### Page extract
Wednesday, September 7, 2022

FABULOUS

 


Today someone told me I was fabulous. It's been a long time since anyone's said that and more importantly, honestly, truthfully, it's been longer than I can remember since I've felt that way. Just hearing that word brought me back a bit and I felt more interesting and connected than I have in a stretch. I've wondered for awhile what is it that caused this fading, this lack of joy, this blandness that's taken over. I live in grey jumpsuits at this point which is for sure a sign that something's up. Or a sign that comfort is more important. Not sure where I stand on that at the moment. And I wonder that too. Being fabulous or at least living on the edge of extra takes energy and work and commitment. Maybe letting go of that a bit is a healthier place to be. Jury is out on that as well. I've lived much of my life thinking there are still great things inside me to be expressed and explored. I also used to be much more driven to make them come to fruition. All part of a journey I suppose. So sort of post Covid, in my late 50s with grey hair that's here to stay and age spots and wrinkles and a belly I never used to have, having just lost my mom and dealing with disaster and sadness and worry for over a year, wondering what's next and also if I feel like making something happen I don't know. I used to know. I used to live in a place of constant idea generating, motion, doing, accomplishing, striving and all that came with a lot of stress. I think it was to keep me from dealing with real life stress. So now I'm dealing with the real life stuff and damn. It's hard. Struggling. Wondering. Not sure where to go from here. I bought a new laptop, making a deal with myself that I'd write every day and see what happens. Maybe it's just the act of writing that's supposed to happen. Words used to flow rather effortlessly and right now it's a sputtering trickle. But today is day one and we'll see. Next up, painting something, which is something relatively new. Maybe the fabulousness is still down deep, it's just been dormant for awhile.

### Excerpted records
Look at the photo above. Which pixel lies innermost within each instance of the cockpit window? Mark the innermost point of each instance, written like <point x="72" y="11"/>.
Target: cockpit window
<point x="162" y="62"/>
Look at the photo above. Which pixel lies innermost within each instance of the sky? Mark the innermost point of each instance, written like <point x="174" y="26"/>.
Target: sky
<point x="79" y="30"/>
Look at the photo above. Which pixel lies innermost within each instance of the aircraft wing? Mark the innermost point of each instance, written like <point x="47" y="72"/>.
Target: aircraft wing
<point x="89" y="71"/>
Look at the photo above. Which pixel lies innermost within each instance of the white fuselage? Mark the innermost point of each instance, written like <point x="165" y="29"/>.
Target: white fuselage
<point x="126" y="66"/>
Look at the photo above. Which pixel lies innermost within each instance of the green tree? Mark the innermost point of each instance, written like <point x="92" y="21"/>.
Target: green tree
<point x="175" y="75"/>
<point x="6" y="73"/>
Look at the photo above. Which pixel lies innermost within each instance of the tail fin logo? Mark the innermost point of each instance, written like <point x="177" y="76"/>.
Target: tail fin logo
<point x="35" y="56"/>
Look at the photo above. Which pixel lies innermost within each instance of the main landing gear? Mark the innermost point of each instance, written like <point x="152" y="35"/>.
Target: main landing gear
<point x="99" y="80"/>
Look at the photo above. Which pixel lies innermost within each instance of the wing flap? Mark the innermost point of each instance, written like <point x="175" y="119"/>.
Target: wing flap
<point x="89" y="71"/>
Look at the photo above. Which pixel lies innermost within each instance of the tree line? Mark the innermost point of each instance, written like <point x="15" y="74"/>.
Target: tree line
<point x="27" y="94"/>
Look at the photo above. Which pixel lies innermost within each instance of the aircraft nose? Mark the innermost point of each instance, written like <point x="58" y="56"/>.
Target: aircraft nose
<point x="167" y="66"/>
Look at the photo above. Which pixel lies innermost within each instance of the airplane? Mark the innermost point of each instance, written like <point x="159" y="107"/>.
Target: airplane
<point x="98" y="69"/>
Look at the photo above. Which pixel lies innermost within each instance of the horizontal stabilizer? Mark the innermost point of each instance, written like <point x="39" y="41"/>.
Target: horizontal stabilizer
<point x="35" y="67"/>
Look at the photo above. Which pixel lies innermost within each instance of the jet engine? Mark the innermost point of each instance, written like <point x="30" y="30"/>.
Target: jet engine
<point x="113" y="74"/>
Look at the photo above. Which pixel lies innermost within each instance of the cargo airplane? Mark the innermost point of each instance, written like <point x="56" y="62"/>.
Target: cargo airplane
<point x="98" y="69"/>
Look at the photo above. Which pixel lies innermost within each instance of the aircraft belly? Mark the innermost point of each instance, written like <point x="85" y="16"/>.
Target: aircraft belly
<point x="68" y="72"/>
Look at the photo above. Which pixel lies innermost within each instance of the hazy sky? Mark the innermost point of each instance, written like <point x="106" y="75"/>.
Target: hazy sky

### Task directions
List every physical change the writer of the "FABULOUS" entry names when describing their body in their late 50s.

### Reply to the task
- grey hair that's here to stay
- age spots
- wrinkles
- a belly they never used to have